Directions for this task: Print each record exactly, with no word added or removed.
Segment Start: Records supplied
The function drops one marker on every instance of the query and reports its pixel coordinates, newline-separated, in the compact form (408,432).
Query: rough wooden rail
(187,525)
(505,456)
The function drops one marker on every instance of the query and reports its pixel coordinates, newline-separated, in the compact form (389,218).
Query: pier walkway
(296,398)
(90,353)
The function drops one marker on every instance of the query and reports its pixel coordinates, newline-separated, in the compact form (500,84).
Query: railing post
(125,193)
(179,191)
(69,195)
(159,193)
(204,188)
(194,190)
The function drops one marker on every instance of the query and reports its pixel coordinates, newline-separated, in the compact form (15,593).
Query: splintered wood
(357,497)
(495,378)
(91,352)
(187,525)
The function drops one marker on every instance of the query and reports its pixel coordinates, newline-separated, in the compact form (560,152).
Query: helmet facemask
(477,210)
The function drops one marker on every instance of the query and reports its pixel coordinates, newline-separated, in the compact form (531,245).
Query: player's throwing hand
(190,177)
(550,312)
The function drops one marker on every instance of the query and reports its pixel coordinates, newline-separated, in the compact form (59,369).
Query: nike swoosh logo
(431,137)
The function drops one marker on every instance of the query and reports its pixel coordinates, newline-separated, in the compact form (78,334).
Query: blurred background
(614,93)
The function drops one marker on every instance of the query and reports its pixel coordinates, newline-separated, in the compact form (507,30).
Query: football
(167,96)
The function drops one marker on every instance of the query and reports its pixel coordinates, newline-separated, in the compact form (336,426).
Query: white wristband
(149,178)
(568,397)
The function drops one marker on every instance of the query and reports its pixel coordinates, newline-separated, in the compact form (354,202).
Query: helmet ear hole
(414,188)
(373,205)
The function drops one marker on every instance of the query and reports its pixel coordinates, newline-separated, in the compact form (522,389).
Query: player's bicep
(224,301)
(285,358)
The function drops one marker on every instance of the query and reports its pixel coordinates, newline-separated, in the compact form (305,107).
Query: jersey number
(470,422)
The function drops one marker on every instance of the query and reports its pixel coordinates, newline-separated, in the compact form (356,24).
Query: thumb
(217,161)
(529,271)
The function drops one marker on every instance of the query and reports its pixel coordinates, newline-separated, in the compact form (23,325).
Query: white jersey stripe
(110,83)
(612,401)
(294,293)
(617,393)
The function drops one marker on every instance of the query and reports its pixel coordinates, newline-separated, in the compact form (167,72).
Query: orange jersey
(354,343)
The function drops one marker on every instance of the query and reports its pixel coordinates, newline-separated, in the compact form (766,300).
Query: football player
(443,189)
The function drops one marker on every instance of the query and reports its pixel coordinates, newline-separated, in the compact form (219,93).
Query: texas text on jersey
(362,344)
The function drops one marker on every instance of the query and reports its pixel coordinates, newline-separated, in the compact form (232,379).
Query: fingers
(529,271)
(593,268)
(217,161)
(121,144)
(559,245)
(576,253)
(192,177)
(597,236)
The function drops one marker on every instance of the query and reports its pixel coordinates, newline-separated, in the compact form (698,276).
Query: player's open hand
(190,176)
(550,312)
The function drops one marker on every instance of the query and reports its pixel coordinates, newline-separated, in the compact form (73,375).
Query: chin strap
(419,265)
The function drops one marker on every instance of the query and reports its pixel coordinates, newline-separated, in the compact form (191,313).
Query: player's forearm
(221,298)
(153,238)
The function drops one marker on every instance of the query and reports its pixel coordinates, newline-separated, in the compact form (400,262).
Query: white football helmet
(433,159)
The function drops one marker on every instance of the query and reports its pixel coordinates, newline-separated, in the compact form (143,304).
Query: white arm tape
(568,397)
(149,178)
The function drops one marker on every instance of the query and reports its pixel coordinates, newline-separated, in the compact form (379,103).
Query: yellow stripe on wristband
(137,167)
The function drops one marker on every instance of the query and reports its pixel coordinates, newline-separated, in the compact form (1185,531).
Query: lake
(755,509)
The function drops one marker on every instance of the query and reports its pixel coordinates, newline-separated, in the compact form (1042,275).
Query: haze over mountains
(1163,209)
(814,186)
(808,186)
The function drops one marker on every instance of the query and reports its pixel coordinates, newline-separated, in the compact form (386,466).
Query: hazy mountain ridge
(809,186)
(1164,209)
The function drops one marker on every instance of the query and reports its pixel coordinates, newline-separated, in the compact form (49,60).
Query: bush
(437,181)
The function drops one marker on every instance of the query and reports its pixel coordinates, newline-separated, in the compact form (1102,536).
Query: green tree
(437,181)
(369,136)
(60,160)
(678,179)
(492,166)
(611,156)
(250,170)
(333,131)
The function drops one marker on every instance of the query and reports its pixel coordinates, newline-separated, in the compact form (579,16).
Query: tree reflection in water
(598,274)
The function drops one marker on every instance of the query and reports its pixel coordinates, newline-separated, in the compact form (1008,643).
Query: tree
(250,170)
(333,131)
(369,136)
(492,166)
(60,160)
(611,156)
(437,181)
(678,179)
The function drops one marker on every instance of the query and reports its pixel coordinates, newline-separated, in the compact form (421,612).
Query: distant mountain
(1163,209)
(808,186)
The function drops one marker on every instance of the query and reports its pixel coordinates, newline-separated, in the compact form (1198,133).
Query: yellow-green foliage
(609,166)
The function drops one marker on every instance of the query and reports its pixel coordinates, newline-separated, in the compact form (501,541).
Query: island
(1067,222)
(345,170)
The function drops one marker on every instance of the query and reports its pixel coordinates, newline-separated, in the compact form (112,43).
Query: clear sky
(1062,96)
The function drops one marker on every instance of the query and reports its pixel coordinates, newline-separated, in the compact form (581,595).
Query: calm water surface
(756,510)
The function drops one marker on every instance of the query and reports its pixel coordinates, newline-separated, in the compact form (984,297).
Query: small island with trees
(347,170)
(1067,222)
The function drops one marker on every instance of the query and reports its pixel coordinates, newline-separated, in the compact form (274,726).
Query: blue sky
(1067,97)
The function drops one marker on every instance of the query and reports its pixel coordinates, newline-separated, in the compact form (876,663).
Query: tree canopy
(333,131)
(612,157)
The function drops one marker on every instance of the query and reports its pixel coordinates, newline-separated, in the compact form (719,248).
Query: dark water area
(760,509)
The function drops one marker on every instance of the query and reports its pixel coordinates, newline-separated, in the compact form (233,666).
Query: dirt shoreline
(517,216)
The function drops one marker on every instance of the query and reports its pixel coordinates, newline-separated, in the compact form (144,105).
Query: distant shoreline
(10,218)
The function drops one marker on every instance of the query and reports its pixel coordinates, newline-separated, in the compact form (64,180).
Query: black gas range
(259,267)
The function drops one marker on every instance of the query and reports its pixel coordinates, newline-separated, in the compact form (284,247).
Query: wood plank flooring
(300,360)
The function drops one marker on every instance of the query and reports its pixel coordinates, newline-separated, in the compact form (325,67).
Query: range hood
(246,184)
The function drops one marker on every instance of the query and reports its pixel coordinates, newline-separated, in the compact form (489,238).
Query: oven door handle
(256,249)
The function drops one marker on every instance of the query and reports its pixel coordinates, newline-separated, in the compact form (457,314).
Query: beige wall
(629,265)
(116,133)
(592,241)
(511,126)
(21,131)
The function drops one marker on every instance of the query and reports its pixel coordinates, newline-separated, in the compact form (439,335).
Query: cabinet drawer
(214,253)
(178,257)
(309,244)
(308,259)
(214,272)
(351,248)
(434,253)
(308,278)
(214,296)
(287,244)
Segment End: Records supplied
Answer to this exercise:
The function drops one marker on every instance of the query and reports its pixel coordinates, newline-separated, in the compact form (408,432).
Query: rough wooden rail
(187,525)
(505,456)
The function drops one marker on every instance of the query and reports its pixel coordinates, newline-separated, in the compact form (389,218).
Query: pier walkway
(296,398)
(90,353)
The function drops one marker on every instance of the query and reports its pixel coordinates, newline-separated, in the compact form (500,84).
Query: railing post
(125,193)
(179,191)
(69,195)
(159,193)
(204,188)
(194,190)
The function drops one marker on every instance of the query and reports its pixel coordinates, newline-separated, in the compact form (15,593).
Query: splintered wood
(357,497)
(495,378)
(91,352)
(187,525)
The function drops one marker on every instance of the query and reports its pixel coordinates, newline-separated, in the compact form (560,152).
Query: helmet facemask
(477,210)
The function drops one marker on every instance of the query and reports its pixel coordinates, newline-separated, in the compact form (531,245).
Query: player's throwing hand
(190,177)
(550,312)
The function drops one marker on every instance of the query and reports its pixel coordinates, newline-separated, in the compact form (59,369).
Query: nike swoosh logo
(431,137)
The function drops one marker on every instance of the query and reports its pixel coordinates, newline-separated, in the compact form (78,334).
Query: blurred background
(614,93)
The function drops one marker on every instance of the query and reports its pixel coordinates, newline-separated, in the compact form (507,30).
Query: football
(167,96)
The function drops one marker on every instance of the query and reports its pixel coordinates, newline-separated, in the compact form (336,426).
Query: white wristband
(149,178)
(568,397)
The function drops one marker on every instance of the query and reports its pixel coordinates, newline-separated, in the compact form (354,202).
Query: helmet ear hole
(414,188)
(373,205)
The function drops one marker on every instance of the query and reports its pixel coordinates, newline-separated, in the compact form (522,389).
Query: player's bicep
(224,301)
(285,358)
The function drops one marker on every instance of the query and reports its pixel coordinates, newline-separated, in the compact form (305,107).
Query: jersey number
(470,422)
The function drops one marker on every instance of the query and reports its pixel coordinates, newline-separated, in the compact form (356,24).
Query: thumb
(217,161)
(529,271)
The function drops one marker on every instance of the query and reports its pixel coordinates, newline-separated, in the compact form (23,325).
Query: white jersey stripe
(110,83)
(612,401)
(294,293)
(617,393)
The function drops one marker on every instance of the query and reports its pixel coordinates, newline-separated, in the compact form (167,72).
Query: orange jersey
(354,343)
The function drops one marker on every instance of the query and reports its pixel coordinates, newline-separated, in the compact form (766,300).
Query: football player
(443,189)
The function drops one marker on every instance of the query and reports its pixel coordinates, newline-separated, in the compact form (219,93).
Query: texas text on jersey
(362,344)
The function drops one marker on every instance of the query and reports its pixel coordinates, newline-separated, in the compact form (232,379).
Query: fingers
(529,271)
(593,268)
(217,161)
(121,144)
(559,245)
(576,253)
(192,177)
(597,236)
The function drops one marker on every instance of the query and reports its pixel coordinates, newline-separated, in the compact form (698,276).
Query: player's open hand
(190,176)
(550,312)
The function drops one marker on every instance of the query and reports its pixel coordinates, newline-separated, in the compact form (73,375).
Query: chin strap
(419,265)
The function drops one marker on every instance of the query and reports its pixel coordinates, newline-separated, in the compact form (191,313).
Query: player's forearm
(221,298)
(153,238)
The function drops one marker on every instance of the query and reports its pixel coordinates, newline-separated, in the compact form (400,262).
Query: white football helmet
(433,159)
The function drops one marker on every instance of the query and reports its pixel coordinates, newline-separated, in the compact form (143,304).
Query: white arm tape
(568,397)
(149,178)
The function drops one marker on every instance of the query and reports its pixel coordinates, newline-separated, in the compact form (379,103).
Query: yellow stripe on wristband
(137,167)
The function drops one marker on every instance of the query and reports its pixel coordinates, newline-separated, in the compact form (1185,531).
Query: lake
(755,509)
The function drops one marker on every instance of the query and reports its pixel coordinates, newline-separated, in the compact form (1042,275).
Query: haze over mountains
(1163,209)
(814,186)
(808,186)
The function drops one marker on every instance of the query and reports its pixel coordinates, newline-separated, in the compact form (386,466).
Query: hazy mountain ridge
(809,186)
(1164,209)
The function drops one marker on every instance of the query and reports its pixel coordinates, newline-separated, in the compact form (49,60).
Query: bush
(437,181)
The function drops one marker on every instance of the query and reports its pixel coordinates, newline-separated, in the compact form (1102,536).
Query: green tree
(437,181)
(369,136)
(60,160)
(678,179)
(492,166)
(611,156)
(250,170)
(333,131)
The function drops one marker on every instance of the query and reports its pixel coordinates, newline-separated, in the compact form (579,16).
Query: tree reflection in water
(598,274)
The function drops one marker on every instance of the query and reports its pixel coordinates, newline-separated, in the compact form (1008,643).
Query: tree
(250,170)
(333,131)
(369,136)
(492,166)
(60,160)
(611,156)
(437,181)
(678,179)
The function drops one marker on every instance of the query and reports its pixel coordinates, newline-separated, in the compact form (421,612).
Query: distant mountain
(1163,209)
(808,186)
The function drops one marker on every instance of the query and reports its pixel coordinates, newline-separated, in the compact form (1198,133).
Query: yellow-green foliage
(609,166)
The function drops one marker on every instance of the query and reports its pixel coordinates, newline-separated, in the compact form (501,541).
Query: island
(1067,222)
(345,170)
The function drops one marker on every instance of the query and reports its pixel coordinates, newline-separated, in the compact form (112,43).
Query: clear sky
(1062,96)
The function drops one marker on every instance of the query and reports its pixel coordinates, newline-separated, in the compact form (581,595).
Query: calm water surface
(756,510)
The function drops one marker on every instance of the query and reports its pixel coordinates, newline-separated, in the compact form (984,297).
Query: small island with trees
(347,170)
(1067,222)
The function drops one marker on every instance of the query and reports its pixel coordinates, newline-separated, in the compact form (274,726).
Query: blue sky
(1067,97)
The function drops one marker on every instance of the query and reports its pixel coordinates, newline-separated, in the compact form (876,663).
Query: tree canopy
(333,131)
(612,157)
The function drops one marker on every instance of the query and reports its pixel coordinates, newline-separated, in the compact form (719,248).
Query: dark water area
(760,509)
The function drops one marker on every instance of the query and reports its pixel coordinates, newline-separated, in the compact form (233,666).
Query: dirt shoreline
(517,216)
The function drops one marker on every instance of the query and reports its pixel coordinates, newline-separated, in the compact form (144,105).
Query: distant shoreline
(10,218)
The function drops one marker on every instance of the query and reports its pixel coordinates, newline-separated, in the compact form (64,180).
Query: black gas range
(259,267)
The function drops one marker on every instance of the query and reports its pixel coordinates, newline-separated, in the compact form (284,247).
Query: wood plank flooring
(300,360)
The function drops one marker on every instance of the query and reports its pixel coordinates, newline-separated, in the compact form (325,67).
Query: range hood
(246,184)
The function drops one marker on every instance of the query and reports its pixel coordinates, newline-separated, in the compact form (489,238).
Query: oven door handle
(256,249)
The function drops one marker on every instance of the query and reports its pixel coordinates, newline-separated, in the compact form (457,314).
Query: beige wall
(629,265)
(116,133)
(592,241)
(511,126)
(21,131)
The function drops one marker on every instance of the query and reports its pixel coordinates, newline-separated, in the compact form (439,335).
Query: cabinet drawer
(214,253)
(178,257)
(309,244)
(308,259)
(214,272)
(351,248)
(434,253)
(308,278)
(214,296)
(287,244)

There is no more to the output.